[The data]:
########

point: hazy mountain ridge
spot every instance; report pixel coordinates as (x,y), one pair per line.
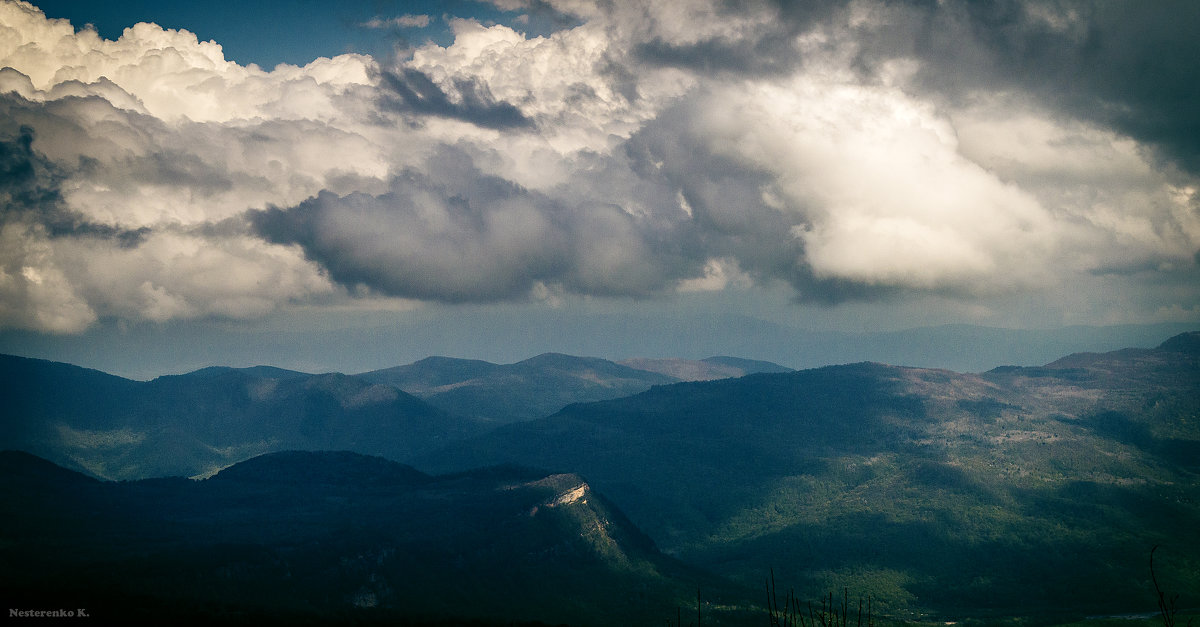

########

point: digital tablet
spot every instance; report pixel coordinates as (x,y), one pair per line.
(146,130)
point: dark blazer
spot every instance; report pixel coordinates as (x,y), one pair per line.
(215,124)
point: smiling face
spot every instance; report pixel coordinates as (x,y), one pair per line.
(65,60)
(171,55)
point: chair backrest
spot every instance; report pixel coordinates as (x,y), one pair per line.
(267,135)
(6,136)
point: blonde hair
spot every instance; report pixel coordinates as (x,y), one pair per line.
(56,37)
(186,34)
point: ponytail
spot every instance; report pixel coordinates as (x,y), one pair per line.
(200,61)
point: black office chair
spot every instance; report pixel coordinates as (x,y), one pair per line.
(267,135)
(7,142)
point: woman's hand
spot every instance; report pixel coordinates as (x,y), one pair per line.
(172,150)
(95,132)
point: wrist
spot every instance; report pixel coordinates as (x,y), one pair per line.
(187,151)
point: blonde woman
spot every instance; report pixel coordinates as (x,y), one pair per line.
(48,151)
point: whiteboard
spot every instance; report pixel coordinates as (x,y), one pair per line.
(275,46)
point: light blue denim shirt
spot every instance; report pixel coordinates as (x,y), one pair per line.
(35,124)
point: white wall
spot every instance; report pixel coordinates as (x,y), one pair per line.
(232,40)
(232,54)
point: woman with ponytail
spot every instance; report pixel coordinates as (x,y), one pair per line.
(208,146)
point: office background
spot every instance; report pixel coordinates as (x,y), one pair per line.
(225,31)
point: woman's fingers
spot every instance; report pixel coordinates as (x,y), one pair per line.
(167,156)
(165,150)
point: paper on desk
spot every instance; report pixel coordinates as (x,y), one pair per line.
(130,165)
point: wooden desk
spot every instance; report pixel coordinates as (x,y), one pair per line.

########

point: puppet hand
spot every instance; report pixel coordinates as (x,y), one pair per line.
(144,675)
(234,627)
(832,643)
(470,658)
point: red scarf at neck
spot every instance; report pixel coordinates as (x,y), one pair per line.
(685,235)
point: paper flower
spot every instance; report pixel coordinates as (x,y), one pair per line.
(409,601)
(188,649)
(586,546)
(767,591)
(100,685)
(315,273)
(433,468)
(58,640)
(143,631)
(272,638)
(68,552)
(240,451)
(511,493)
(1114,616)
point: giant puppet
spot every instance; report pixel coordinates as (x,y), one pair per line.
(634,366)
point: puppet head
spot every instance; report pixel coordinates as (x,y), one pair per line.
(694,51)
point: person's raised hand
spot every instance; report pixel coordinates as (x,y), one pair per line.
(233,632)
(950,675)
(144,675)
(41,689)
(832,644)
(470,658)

########

[The problem]: After examining the listing, give only the count of lines holding the string "puppet".

[Response]: 3